--- Begin ---

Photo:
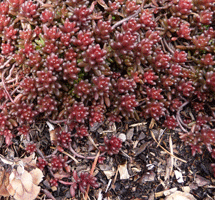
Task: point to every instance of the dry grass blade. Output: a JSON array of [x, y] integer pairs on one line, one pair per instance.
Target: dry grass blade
[[91, 173]]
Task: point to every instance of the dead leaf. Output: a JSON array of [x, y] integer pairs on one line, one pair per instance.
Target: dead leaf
[[123, 171], [201, 181], [37, 176], [21, 180], [180, 196]]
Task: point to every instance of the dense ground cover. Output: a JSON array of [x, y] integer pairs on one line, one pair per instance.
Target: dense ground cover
[[77, 66]]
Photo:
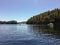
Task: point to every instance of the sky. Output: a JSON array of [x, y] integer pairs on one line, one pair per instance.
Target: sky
[[22, 10]]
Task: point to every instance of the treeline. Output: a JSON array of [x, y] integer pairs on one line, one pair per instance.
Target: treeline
[[52, 16], [9, 22]]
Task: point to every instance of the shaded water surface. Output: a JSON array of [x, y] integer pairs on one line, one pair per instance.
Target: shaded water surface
[[22, 34]]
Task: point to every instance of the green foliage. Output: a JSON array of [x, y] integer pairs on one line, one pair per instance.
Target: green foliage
[[45, 18]]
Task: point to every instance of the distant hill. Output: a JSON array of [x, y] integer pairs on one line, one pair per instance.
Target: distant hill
[[46, 17]]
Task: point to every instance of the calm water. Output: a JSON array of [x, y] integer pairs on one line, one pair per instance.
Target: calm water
[[22, 34]]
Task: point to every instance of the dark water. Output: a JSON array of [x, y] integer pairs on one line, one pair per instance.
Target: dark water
[[29, 35]]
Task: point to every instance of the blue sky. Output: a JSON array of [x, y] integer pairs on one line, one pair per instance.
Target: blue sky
[[22, 10]]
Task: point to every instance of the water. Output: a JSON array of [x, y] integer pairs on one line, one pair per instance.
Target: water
[[23, 34]]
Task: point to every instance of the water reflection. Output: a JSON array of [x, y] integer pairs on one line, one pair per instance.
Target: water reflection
[[45, 30], [29, 35]]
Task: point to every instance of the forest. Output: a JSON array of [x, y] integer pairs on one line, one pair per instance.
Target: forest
[[50, 16]]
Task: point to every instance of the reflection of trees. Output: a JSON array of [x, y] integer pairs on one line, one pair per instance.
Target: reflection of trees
[[43, 29], [8, 22]]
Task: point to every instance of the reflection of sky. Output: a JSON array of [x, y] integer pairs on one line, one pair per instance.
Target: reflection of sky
[[23, 9]]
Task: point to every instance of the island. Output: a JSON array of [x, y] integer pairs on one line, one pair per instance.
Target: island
[[51, 16]]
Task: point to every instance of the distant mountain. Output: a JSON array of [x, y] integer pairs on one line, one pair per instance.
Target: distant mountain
[[52, 16]]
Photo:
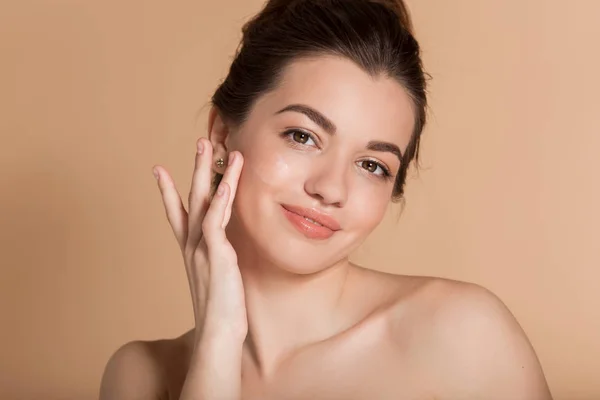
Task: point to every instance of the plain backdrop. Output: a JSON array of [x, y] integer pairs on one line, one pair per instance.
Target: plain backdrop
[[93, 93]]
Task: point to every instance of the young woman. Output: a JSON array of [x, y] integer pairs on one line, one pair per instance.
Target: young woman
[[310, 136]]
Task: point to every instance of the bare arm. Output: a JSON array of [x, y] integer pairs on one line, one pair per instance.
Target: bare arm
[[483, 352], [132, 373]]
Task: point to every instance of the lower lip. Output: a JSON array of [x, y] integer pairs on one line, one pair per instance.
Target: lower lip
[[307, 228]]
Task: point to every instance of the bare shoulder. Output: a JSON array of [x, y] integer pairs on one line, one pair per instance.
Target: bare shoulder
[[144, 370], [470, 339]]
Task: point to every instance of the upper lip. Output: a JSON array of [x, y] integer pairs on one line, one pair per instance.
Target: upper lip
[[314, 214]]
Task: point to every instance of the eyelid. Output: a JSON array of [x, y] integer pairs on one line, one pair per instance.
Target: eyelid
[[289, 131], [387, 172]]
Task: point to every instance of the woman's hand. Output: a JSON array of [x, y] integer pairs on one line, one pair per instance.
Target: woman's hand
[[213, 274]]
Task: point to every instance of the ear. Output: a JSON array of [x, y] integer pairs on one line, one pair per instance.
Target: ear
[[218, 132]]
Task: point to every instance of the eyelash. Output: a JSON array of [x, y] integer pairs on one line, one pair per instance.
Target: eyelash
[[386, 175]]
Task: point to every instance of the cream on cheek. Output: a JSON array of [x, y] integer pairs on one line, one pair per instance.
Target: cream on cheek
[[273, 170]]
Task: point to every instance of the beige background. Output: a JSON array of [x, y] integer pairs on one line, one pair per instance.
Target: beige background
[[93, 93]]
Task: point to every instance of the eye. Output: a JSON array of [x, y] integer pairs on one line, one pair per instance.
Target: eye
[[375, 168], [297, 136]]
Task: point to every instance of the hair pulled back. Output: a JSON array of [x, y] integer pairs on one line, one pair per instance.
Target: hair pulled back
[[376, 35]]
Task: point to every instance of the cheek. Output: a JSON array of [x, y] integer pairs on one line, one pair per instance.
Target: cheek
[[271, 170], [369, 209]]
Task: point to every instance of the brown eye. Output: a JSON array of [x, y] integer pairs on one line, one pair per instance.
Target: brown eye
[[301, 137], [370, 165]]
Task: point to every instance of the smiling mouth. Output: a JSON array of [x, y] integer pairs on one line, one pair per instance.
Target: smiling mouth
[[309, 227]]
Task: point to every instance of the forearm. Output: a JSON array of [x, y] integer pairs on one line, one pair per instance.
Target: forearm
[[215, 370]]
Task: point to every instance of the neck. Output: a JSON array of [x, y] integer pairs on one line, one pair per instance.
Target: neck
[[287, 311]]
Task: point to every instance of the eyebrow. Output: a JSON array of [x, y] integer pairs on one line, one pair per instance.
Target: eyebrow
[[328, 126]]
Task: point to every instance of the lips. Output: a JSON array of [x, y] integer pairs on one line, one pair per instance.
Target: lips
[[314, 216]]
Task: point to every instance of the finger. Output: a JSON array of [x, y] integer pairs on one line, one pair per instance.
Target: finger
[[176, 214], [212, 226], [200, 191], [232, 177]]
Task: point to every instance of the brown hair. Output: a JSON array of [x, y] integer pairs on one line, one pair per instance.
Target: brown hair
[[377, 35]]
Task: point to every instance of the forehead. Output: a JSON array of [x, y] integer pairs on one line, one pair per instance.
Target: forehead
[[371, 107]]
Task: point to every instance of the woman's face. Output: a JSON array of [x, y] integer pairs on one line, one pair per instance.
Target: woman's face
[[323, 140]]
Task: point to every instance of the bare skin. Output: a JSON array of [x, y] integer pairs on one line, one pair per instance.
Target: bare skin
[[317, 325]]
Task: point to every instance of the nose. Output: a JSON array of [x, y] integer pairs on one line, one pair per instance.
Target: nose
[[328, 182]]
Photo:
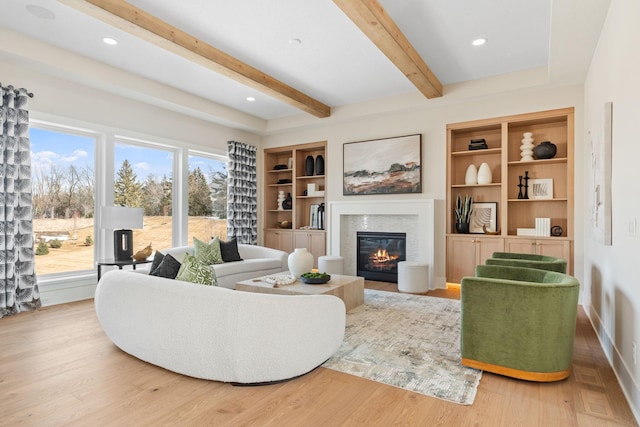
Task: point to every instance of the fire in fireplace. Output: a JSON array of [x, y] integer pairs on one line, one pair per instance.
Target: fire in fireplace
[[378, 255]]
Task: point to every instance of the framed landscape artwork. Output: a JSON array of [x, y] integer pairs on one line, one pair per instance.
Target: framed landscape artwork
[[383, 166], [483, 214], [541, 189]]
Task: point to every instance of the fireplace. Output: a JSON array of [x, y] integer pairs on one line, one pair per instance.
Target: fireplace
[[378, 255]]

--- End ---

Rewrite the items from the line containing "Task: point to every instance of the cream" through the line containing "[[215, 370]]", changing "beige background" to "tan background" and leaving everything else unchanged.

Task: point to every instance of the cream on cheek. Output: a JSON array of [x, y] integer pairs on one line, one pair per instance.
Target: cream on cheek
[[273, 170]]
Task: point to every instance of the tan background. Output: a JSON array of [x, y] integer pairs on one line, one pair per instance.
Target: tan background
[[93, 93]]
Task: point to every instance of the eye. Output: a JSON array of [x, y] integer pairs on one line, one pair per instance.
Target: eye
[[375, 168], [297, 136]]
Task: point to every instance of the hair pulled back. Output: a JSON array of [x, y] integer pairs on one line, one pair per instance.
Target: hair pulled back
[[376, 35]]
Task: point to every instance of the cheek. Output: a JSON array of [x, y] integer pairs on one line, one pair per instance.
Target: cheek
[[271, 170], [369, 209]]
Task: point to every instance of the brown eye. Output: a JSON array of [x, y] integer pairs on one line, one pair per instance.
Target: brown eye
[[301, 137], [370, 165]]
Task: point to every instance of the smiling mouth. Output: a JSON array of [x, y] integer pairs on one line, one pair per instance.
Target: smiling mouth
[[309, 227]]
Task: point to every instance of the forearm. Output: a JSON array of [x, y] integer pairs on one line, one pair per instance.
Target: forearm
[[215, 370]]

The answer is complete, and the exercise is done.